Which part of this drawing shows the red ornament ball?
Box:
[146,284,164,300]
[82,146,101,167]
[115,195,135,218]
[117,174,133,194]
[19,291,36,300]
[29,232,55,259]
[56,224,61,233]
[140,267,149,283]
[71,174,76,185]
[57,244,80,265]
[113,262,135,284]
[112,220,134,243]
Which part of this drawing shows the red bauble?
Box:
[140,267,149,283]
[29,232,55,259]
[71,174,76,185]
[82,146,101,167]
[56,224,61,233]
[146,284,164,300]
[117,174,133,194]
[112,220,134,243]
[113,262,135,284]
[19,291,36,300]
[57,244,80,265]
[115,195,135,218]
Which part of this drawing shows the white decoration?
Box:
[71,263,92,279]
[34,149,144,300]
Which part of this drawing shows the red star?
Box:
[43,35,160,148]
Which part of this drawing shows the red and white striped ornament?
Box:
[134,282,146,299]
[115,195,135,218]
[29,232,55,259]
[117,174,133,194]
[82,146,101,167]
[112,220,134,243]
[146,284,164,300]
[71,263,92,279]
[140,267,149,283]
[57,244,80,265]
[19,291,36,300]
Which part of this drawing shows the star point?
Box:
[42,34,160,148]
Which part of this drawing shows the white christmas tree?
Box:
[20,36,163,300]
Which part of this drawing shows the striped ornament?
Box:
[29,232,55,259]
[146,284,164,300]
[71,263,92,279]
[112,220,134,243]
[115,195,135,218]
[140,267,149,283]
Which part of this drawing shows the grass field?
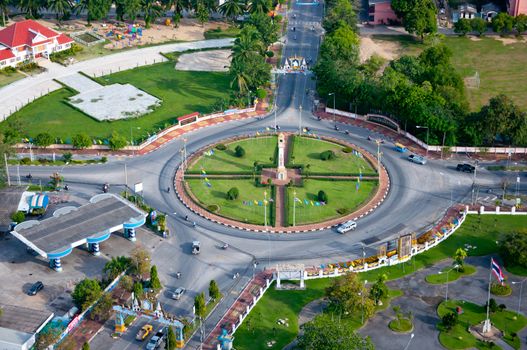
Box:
[189,136,277,174]
[0,62,229,141]
[187,179,274,225]
[289,136,376,175]
[234,278,402,350]
[0,72,25,87]
[425,264,476,284]
[437,300,527,349]
[373,35,527,111]
[287,179,377,226]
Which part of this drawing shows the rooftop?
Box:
[12,194,146,257]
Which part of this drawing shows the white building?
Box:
[0,19,73,69]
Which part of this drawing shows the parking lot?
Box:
[0,228,162,316]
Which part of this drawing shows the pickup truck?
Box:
[135,324,154,341]
[192,241,201,255]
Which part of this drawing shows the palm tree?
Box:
[18,0,45,18]
[141,0,163,28]
[249,0,271,14]
[219,0,243,21]
[47,0,72,23]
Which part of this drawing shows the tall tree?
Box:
[219,0,243,21]
[249,0,272,14]
[298,314,375,350]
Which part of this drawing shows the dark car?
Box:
[27,281,44,295]
[456,163,476,173]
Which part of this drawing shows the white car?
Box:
[408,154,426,165]
[337,220,357,234]
[171,287,186,300]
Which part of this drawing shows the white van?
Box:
[337,220,357,233]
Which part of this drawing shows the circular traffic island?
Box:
[176,133,389,232]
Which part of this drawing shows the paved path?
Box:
[359,256,527,350]
[0,38,234,121]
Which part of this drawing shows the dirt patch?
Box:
[176,50,231,72]
[494,36,521,45]
[359,36,401,62]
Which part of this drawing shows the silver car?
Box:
[171,287,186,300]
[408,154,426,165]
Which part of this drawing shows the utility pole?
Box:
[4,153,11,186]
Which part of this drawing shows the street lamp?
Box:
[439,265,459,301]
[328,92,337,126]
[511,278,527,315]
[416,125,430,157]
[404,333,415,350]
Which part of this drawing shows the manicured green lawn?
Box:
[287,179,377,226]
[0,62,229,141]
[437,300,527,349]
[0,72,25,87]
[425,264,476,284]
[289,136,377,175]
[187,179,274,225]
[388,318,413,333]
[189,136,277,174]
[234,278,402,350]
[373,35,527,111]
[204,26,240,40]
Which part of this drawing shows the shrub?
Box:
[35,132,54,147]
[490,282,512,300]
[207,204,220,213]
[11,211,26,223]
[227,187,240,201]
[256,89,267,99]
[441,312,458,331]
[234,145,245,158]
[320,150,335,160]
[317,190,328,203]
[62,152,73,163]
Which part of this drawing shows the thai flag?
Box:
[490,258,505,285]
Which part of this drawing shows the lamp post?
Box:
[416,125,430,157]
[439,265,459,301]
[511,278,527,315]
[328,92,337,126]
[404,333,415,350]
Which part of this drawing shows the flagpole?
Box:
[483,258,492,333]
[293,190,296,227]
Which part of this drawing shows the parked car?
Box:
[135,324,154,341]
[337,220,357,234]
[456,163,476,173]
[146,328,165,350]
[171,287,187,300]
[408,154,426,165]
[27,281,44,295]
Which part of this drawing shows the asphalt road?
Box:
[5,4,527,348]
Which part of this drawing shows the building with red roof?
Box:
[0,19,73,69]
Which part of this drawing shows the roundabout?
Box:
[175,131,389,233]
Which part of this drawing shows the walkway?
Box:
[0,38,234,121]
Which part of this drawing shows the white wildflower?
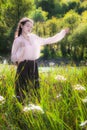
☆ ☆ ☆ ☆
Copy all of the material above word for word, and leave the pictures out of your answer.

Which part of this drawing shows the red ornament ball?
Box:
[146,284,164,300]
[82,146,101,167]
[115,195,135,218]
[117,174,133,194]
[19,291,36,300]
[29,232,55,259]
[56,224,61,233]
[140,267,149,283]
[71,174,76,185]
[57,244,80,265]
[113,262,135,284]
[112,220,134,243]
Which part of this drawing shows the red bauble?
Box:
[140,267,149,283]
[29,232,55,259]
[71,174,76,185]
[82,146,101,167]
[56,224,61,233]
[146,284,164,300]
[117,174,133,194]
[112,220,134,243]
[113,262,135,284]
[19,291,36,300]
[57,244,80,265]
[115,195,135,218]
Which part of this drawing shows the white decoration?
Box:
[71,263,92,279]
[34,149,144,300]
Which part of this drawing shows the red star?
Box:
[43,35,160,148]
Which part of this drawing shows the red and white striped ornament?
Box:
[134,282,146,299]
[115,195,135,218]
[29,232,55,259]
[117,174,133,194]
[82,146,101,167]
[112,220,134,243]
[146,284,164,300]
[71,263,92,279]
[140,267,149,283]
[57,244,80,265]
[19,291,36,300]
Which part of this drawing shows the star point?
Box:
[42,34,160,148]
Which part of this drawing shows the white christmas tree?
Box:
[20,36,163,300]
Which part of this drawing shows the striped ornament?
Box:
[29,232,55,259]
[146,284,164,300]
[71,263,92,279]
[112,220,134,243]
[115,195,135,218]
[140,267,149,283]
Which part of this drawing shows the grass field?
Box:
[189,136,277,174]
[0,62,229,141]
[187,179,274,225]
[289,136,376,175]
[234,278,402,350]
[0,72,25,87]
[425,264,476,284]
[437,300,527,349]
[373,35,527,111]
[287,179,377,226]
Which part of this drawing shows the rooftop?
Box:
[12,194,146,257]
Which part of this drawing shows the white building?
Box:
[0,19,73,69]
Which part of this drawing shows the parking lot?
Box:
[0,228,162,316]
Which part of this drawing shows the pickup truck?
Box:
[135,324,154,341]
[192,241,201,255]
Which part of this drawing shows the palm tree?
Box:
[18,0,45,18]
[141,0,163,28]
[249,0,271,14]
[219,0,243,21]
[47,0,72,23]
Which part of this drawing shows the tall tree?
Box:
[219,0,243,21]
[249,0,272,14]
[298,314,375,350]
Which part of this drawing shows the dark car?
Box:
[27,281,44,295]
[456,163,476,173]
Which part of this drawing shows the white car?
Box:
[408,154,426,165]
[337,220,357,234]
[171,287,186,300]
Which part of this drawing shows the white van?
Box:
[337,220,357,233]
Which part of this drawing shows the circular traffic island?
Box:
[176,133,389,232]
Which part of this drawing shows the paved path?
Box:
[359,256,527,350]
[0,38,234,121]
Which part of this drawing shows the dirt patch?
Box:
[176,50,231,72]
[494,36,521,45]
[359,36,401,62]
Which part of this drawing shows the silver car?
Box:
[171,287,186,300]
[408,154,426,165]
Which part of this drawing shows the utility pole?
Box:
[4,153,11,186]
Which part of this drawing shows the street lamp?
Box:
[439,265,459,301]
[328,92,337,126]
[511,278,527,315]
[416,125,430,157]
[404,333,415,350]
Which part of this drawing shows the manicured green lawn?
Box:
[287,179,377,226]
[0,62,229,141]
[437,300,527,349]
[0,72,25,87]
[425,264,476,284]
[289,136,377,175]
[187,179,274,225]
[388,318,413,333]
[189,136,277,174]
[234,278,402,350]
[373,35,527,111]
[204,26,240,40]
Which part of this drawing shows the shrub?
Box:
[35,132,54,147]
[490,282,512,300]
[207,204,220,213]
[11,211,26,223]
[227,187,240,201]
[256,89,267,99]
[441,312,458,331]
[234,145,245,158]
[320,150,335,160]
[317,190,328,203]
[62,152,73,163]
Which part of this drawing shows the thai flag?
Box:
[490,258,505,285]
Which part of this drawing shows the lamp post?
Box:
[416,125,430,157]
[439,265,459,301]
[511,278,527,315]
[328,92,337,126]
[404,333,415,350]
Which part of this drawing shows the flagpole?
Box:
[483,258,492,333]
[293,190,296,227]
Which part of this drawing shows the parked car?
Box:
[135,324,154,341]
[337,220,357,234]
[456,163,476,173]
[146,328,165,350]
[171,287,187,300]
[408,154,426,165]
[27,281,44,295]
Which part of this drawing shows the asphalt road?
Box:
[5,4,527,348]
Which part of this drawing shows the building with red roof?
Box:
[0,19,73,69]
Which part of this drawing shows the roundabout?
Box:
[175,131,389,233]
Which part of this drawing shows the walkway?
Box:
[0,38,234,121]
Which part of this drawing shows the white wildflower?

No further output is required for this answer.